* start TEXT PROVIDED *

XLSX/XLSM (Office Open XML)
XLS (legacy Excel)
CSV/TSV with delimiter detection

Normalization Pipeline

Locale-aware number parsing (1,234.56 vs 1.234,56)
Date normalization from multiple formats
Whitespace cleaning
Missing value standardization (NA, null, -, etc.)
Semantic type inference

Formula Evaluation (optional)

Integrates formulas/xlcalculator libraries
Fallback to cached values
Configurable evaluation modes

Configuration

from messy_xlsx import MessyWorkbook, SheetConfig

config = SheetConfig(
    skip_rows        = 2,
    header_rows      = 1,
    auto_detect      = True,
    merge_strategy   = "fill",
    locale           = "auto",
    evaluate_formulas = True,

    # Header detection (auto-enabled by default)
    header_detection_mode = "smart",  # "auto" | "manual" | "smart"
    header_confidence_threshold = 0.7,
    header_patterns  = [r".*name.*", r".*date.*"],  # Boost confidence
)

wb = MessyWorkbook("data.xlsx", sheet_config=config)
df = wb.to_dataframe()

Header Detection Modes

smart (default) - Uses detection unless user explicitly overrides

config = SheetConfig(auto_detect=True)  # Headers detected automatically

auto - Always trust detection if confidence >= threshold

config = SheetConfig(
    header_detection_mode="auto",
    header_confidence_threshold=0.8  # Only use if 80%+ confident
)

manual - Ignore detection, use explicit values

config = SheetConfig(
    skip_rows=5,
    header_rows=2,
    header_detection_mode="manual"
)

API Reference

MessyWorkbook

# From file path
wb = MessyWorkbook("data.xlsx", sheet_config=None, formula_config=None)

# From file-like object (BytesIO, S3 stream, etc.)
wb = MessyWorkbook(buffer, sheet_config=None, filename="data.xlsx")

# Properties and methods
wb.sheet_names                    # List of sheet names
wb.file_path                      # Path or None if from buffer
wb.source                         # The file path or buffer
wb.get_sheet(name)                # Get MessySheet object
wb.to_dataframe(sheet=None)       # Convert sheet to DataFrame
wb.to_dataframes()                # Convert all sheets
wb.get_structure(sheet=None)      # Get StructureInfo
wb.get_cell_by_ref("Sheet1!A1")   # Get cell with formula eval

SheetConfig

SheetConfig(
    skip_rows        = 0,
    header_rows      = 1,
    skip_footer      = 0,
    cell_range       = None,           # "A1:F100"
    auto_detect      = True,
    include_hidden   = False,
    merge_strategy   = "fill",         # "fill", "skip", "first_only"
    locale           = "auto",         # "en_US", "de_DE", "auto"
    evaluate_formulas = True,

    # Header detection
    header_detection_mode = "smart",   # "auto", "manual", "smart"

* end TEXT PROVIDED *
* start RECORDS SUPPLIED *

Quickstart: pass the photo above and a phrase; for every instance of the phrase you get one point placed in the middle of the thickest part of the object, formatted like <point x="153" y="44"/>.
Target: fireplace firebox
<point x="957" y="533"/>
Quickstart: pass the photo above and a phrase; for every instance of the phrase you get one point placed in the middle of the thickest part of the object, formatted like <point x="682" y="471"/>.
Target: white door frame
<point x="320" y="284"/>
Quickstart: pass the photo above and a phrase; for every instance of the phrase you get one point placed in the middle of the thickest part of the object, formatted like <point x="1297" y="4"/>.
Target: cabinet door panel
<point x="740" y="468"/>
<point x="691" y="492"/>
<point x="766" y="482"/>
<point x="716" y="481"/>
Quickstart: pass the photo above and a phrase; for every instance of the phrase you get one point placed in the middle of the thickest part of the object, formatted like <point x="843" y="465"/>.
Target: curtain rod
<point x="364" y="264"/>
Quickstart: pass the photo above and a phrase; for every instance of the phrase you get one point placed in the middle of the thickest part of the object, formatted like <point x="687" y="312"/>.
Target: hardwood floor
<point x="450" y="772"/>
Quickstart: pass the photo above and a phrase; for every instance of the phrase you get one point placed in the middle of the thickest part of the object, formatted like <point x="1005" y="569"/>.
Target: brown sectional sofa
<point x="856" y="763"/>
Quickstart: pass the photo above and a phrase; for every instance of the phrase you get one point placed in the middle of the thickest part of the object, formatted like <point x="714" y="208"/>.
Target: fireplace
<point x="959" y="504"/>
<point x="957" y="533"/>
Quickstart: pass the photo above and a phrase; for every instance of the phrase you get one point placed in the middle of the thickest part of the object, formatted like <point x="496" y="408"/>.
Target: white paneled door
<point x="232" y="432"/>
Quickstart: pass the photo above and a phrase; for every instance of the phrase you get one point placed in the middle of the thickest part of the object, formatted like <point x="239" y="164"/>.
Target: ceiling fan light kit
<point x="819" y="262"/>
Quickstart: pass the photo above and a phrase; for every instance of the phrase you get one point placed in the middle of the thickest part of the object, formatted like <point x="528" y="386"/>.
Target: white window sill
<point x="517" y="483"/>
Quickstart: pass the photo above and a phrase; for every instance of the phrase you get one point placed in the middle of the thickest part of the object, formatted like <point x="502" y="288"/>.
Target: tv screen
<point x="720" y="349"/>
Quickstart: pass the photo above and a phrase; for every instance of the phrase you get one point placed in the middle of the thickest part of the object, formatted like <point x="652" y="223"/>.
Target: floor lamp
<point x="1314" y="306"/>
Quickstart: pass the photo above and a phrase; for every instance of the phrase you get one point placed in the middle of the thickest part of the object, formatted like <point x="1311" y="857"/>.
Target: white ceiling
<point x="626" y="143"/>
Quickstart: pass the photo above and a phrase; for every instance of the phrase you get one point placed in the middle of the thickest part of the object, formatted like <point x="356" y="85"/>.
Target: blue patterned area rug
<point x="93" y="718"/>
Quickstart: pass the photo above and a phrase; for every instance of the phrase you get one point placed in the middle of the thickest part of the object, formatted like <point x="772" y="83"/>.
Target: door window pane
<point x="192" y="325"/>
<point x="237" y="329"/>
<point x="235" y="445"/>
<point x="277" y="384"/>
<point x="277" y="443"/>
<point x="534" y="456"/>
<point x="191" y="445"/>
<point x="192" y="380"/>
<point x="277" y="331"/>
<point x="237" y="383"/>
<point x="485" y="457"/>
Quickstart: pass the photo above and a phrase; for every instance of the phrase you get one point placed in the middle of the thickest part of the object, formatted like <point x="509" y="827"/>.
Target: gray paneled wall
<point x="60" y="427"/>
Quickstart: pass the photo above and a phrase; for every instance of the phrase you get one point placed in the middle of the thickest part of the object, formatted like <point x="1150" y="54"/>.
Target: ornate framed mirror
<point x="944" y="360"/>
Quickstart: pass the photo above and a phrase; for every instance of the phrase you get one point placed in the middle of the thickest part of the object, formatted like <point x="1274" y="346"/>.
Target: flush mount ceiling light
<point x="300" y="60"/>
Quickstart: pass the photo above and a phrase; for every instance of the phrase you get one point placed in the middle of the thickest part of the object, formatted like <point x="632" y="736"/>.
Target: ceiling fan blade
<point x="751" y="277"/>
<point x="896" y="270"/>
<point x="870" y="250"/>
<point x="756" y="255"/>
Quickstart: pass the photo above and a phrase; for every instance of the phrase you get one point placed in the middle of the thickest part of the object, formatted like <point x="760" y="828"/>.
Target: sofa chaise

* end RECORDS SUPPLIED *

TO DO:
1 > Based on the messy_xlsx documentation, does each statement agree with the text? Answer yes or no and quote the words that decide it. (a) In manual mode, detection is ignored and explicit values are used. (b) The file_path property returns the buffer when the workbook is loaded from a buffer. (c) Auto mode always uses detection no matter what the confidence is.
2 > According to the messy_xlsx documentation, which libraries does the optional formula evaluation integrate?
3 > Copy out the messy_xlsx documentation starting with "from messy_xlsx import" and going on through "(auto-enabled by default)".

SOLUTIONS BY TASK:
1 >
(a) Yes: "manual - Ignore detection, use explicit values"
(b) No: "Path or None if from buffer"
(c) No: "auto - Always trust detection if confidence >= threshold"

2 > The formulas/xlcalculator libraries.

3 >
from messy_xlsx import MessyWorkbook, SheetConfig

config = SheetConfig(
    skip_rows        = 2,
    header_rows      = 1,
    auto_detect      = True,
    merge_strategy   = "fill",
    locale           = "auto",
    evaluate_formulas = True,

    # Header detection (auto-enabled by default)